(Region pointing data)
• • • • • • •

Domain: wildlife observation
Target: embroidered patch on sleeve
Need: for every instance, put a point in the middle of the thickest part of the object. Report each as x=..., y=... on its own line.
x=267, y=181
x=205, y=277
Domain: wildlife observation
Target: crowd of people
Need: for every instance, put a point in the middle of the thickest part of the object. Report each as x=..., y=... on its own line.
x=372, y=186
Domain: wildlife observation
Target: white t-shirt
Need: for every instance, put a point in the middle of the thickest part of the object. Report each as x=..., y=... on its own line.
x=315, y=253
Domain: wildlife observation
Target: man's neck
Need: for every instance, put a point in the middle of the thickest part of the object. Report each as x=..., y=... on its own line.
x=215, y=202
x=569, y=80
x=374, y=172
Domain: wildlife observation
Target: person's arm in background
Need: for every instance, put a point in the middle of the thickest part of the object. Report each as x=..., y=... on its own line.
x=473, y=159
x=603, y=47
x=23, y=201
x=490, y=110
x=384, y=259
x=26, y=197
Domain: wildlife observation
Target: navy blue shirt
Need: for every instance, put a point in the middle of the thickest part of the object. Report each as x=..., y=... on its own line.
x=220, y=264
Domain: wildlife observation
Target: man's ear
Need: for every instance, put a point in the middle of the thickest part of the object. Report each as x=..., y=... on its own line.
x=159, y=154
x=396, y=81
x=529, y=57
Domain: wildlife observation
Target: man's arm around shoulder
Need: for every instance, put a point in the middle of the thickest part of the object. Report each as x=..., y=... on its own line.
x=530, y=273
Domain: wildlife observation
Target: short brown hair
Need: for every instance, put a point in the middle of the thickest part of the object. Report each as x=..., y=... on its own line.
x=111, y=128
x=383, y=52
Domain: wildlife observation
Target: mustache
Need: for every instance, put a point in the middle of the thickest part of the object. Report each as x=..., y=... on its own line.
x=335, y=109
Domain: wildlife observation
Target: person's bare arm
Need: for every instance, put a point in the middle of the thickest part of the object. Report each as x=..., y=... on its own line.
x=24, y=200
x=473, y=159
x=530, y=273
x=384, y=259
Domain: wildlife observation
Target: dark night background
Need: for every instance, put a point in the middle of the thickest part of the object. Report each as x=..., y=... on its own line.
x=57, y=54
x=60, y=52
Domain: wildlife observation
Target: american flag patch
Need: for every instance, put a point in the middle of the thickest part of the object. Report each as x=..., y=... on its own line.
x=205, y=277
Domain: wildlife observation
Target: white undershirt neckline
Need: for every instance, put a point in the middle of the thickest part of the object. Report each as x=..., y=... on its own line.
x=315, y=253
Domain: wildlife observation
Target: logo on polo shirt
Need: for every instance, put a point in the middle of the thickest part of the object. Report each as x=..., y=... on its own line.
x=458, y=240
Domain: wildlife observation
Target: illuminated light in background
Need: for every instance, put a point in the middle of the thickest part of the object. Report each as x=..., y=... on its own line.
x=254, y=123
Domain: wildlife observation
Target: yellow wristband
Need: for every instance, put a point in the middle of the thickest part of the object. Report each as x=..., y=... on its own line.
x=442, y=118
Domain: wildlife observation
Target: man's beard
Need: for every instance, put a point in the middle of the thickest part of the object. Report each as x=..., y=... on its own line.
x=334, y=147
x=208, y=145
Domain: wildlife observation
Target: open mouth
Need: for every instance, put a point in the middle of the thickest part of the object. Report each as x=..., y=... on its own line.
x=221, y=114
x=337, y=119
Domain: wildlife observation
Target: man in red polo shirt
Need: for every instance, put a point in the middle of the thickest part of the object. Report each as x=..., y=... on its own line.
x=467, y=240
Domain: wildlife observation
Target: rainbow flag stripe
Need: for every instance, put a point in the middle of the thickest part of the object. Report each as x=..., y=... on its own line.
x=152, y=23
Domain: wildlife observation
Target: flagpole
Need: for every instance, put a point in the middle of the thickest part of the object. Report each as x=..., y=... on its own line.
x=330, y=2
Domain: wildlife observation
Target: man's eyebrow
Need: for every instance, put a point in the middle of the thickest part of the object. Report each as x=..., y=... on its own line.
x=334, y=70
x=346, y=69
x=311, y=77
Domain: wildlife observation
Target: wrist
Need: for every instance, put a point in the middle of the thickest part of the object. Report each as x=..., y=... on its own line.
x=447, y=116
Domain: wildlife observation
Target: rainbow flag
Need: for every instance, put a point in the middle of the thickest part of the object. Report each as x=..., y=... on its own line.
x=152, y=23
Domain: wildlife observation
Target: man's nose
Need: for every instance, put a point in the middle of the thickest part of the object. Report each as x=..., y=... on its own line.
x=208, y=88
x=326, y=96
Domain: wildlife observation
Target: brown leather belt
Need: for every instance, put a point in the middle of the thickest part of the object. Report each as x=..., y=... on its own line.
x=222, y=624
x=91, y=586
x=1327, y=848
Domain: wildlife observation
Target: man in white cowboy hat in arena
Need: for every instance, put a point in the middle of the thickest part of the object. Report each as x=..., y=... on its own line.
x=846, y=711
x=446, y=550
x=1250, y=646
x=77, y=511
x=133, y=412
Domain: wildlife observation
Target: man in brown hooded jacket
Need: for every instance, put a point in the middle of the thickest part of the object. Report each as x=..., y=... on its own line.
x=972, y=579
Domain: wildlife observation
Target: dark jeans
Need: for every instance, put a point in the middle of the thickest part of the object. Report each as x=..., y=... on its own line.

• • • • • • •

TASK DESCRIPTION - With nothing added or left out, print the data again.

TASK OUTPUT -
Domain: wildlife observation
Target: embroidered patch on sleeve
Need: for every instance, put a point in the middle of the thickest part of the object. Report each as x=..., y=... on its own line.
x=267, y=181
x=205, y=277
Domain: wildlife observation
Target: crowd of people
Need: for every instance, put a point in the middle of the thickest part of the object. Report each as x=..., y=... on its own line.
x=372, y=186
Domain: wildlife observation
Target: white t-shirt
Need: for every instance, put a point in the middle of the thickest part of the object. Report each as x=..., y=... on its own line.
x=315, y=253
Domain: wildlife observation
Target: man's neck
Need: for every instance, put a point in the middle of the thickest part of the object. Report each as x=..., y=... on its own line.
x=215, y=202
x=569, y=80
x=374, y=172
Domain: wildlife observation
Target: person's arm in background
Need: for every instance, put a point in the middle of the thickest part of the object. Report each as x=..., y=... on its own line.
x=473, y=159
x=603, y=47
x=23, y=201
x=490, y=110
x=384, y=259
x=26, y=197
Domain: wildlife observation
Target: navy blue shirt
Need: for every instance, put a point in the middle of the thickest part of the object. Report each as x=..., y=... on its own line.
x=220, y=264
Domain: wildlife observation
Target: man's ear
Need: for every instance, put a point in the middle of the thickest part of the object. Report each as x=..., y=... on its own line.
x=159, y=154
x=396, y=81
x=529, y=57
Domain: wildlife observation
Target: man's arm around shoulder
Need: for every instance, put a point in the middle of the thickest part of the object. Report each as x=..., y=... on its own line.
x=530, y=273
Domain: wildlife observation
Target: short brown hair
Need: for every instance, put a point in the middle of the thickest part of the object. Report each as x=..., y=... on its own line.
x=111, y=128
x=383, y=52
Domain: wildlife observation
Target: mustache
Need: for every instance, put a point in the middle of the thickest part of the object. Report each as x=..., y=... on its own line.
x=335, y=109
Domain: wildlife observation
Target: person's bare arm
Need: for every instance, put a point in the middle of the thickest part of the object. Report each as x=..., y=... on its own line.
x=24, y=200
x=473, y=159
x=530, y=273
x=384, y=259
Domain: wildlife observation
Target: dark night background
Need: for every instance, put a point in the middle of the thickest part of the object. Report each as x=..., y=... on its own line.
x=57, y=54
x=60, y=52
Domain: wildlife observation
Target: american flag patch
Need: for every instance, put a point in the middle of the thickest part of the object. Report each as x=..., y=... on its own line.
x=205, y=277
Domain: wildlife observation
Target: white undershirt neckline
Need: for every instance, put a point in the middle of the thickest part of the object. Report each as x=..., y=... on its own line.
x=315, y=253
Domain: wildlife observation
Target: logo on polo shirt
Need: for every instance, put a point in the middle of the thickest part of the object. Report each as x=..., y=... on its own line.
x=458, y=240
Domain: wildlife observation
Target: illuminated light in background
Need: for every instance, put a point in the middle of the thickest part of the object. Report each as x=..., y=... on its own line.
x=254, y=123
Domain: wildlife observation
Target: yellow wristband
Need: for every instance, put a point in the middle of the thickest part of the object. Report each as x=..., y=... on its own line.
x=442, y=118
Domain: wildlife observation
Target: man's beard
Need: for every instance, put a point in the middle of the thickest part of the object. Report each as x=..., y=... on its own line.
x=334, y=147
x=208, y=145
Domain: wildlife observation
Target: open mouth
Need: for every instance, put a point in the middle of the thickest part of the object. Report each as x=..., y=... on its own line.
x=221, y=114
x=337, y=119
Domain: wildlife observation
Target: man in red polo shirt
Need: for every instance, put a point in the middle of the thickest part of the object. Report each as x=..., y=... on its own line.
x=467, y=240
Domain: wildlife observation
Target: rainbow flag stripe
Need: for every instance, put a point in the middle of the thickest part of the object. Report each as x=..., y=... on its own line.
x=152, y=23
Domain: wildlife observation
Target: flagpole
Need: for every instance, put a point in the middle of the thickest part of the object. Report each as x=..., y=... on its own line.
x=330, y=2
Domain: wildlife observation
Target: man's eyebrow
Need: for every instance, put a point in the middle of the thickest part of the object. Report each as x=..., y=... on its own line.
x=334, y=70
x=346, y=69
x=311, y=77
Domain: wildlife observation
Target: wrist
Need: for every instance, put a point in the middle of the thickest part of the object. Report each as x=..., y=... on its own line.
x=447, y=116
Domain: wildlife observation
Target: rainbow flag
Need: for every instance, put a point in the middle of the thickest part of the object. Report each as x=..., y=... on its own line.
x=152, y=23
Domain: wildlife observation
Target: man's nose
Need: for every instance, put a point in the middle of the thickest part of the object. Report each as x=..., y=... on its own line.
x=208, y=88
x=326, y=96
Domain: wildlife observation
Target: brown leather belt
Need: for every instance, put a point in the middle of the thickest part of the object. Report each as x=..., y=... on its own line.
x=222, y=624
x=91, y=586
x=1327, y=848
Domain: wildlife observation
Target: man in white cowboy hat in arena
Need: for every instance, put a point in the middle of the thickest part of the object. Report each as x=..., y=... on its own line.
x=846, y=711
x=446, y=550
x=1250, y=646
x=77, y=511
x=133, y=412
Domain: wildlife observation
Target: man in brown hooded jacket
Need: for every instance, put a point in the middle of the thickest part of the object. Report each as x=..., y=... on its own line.
x=972, y=579
Domain: wildlife observation
Target: dark jeans
Need: for every instance, put a point in the middle of the thickest part of the object. Report each as x=..., y=... on its own line.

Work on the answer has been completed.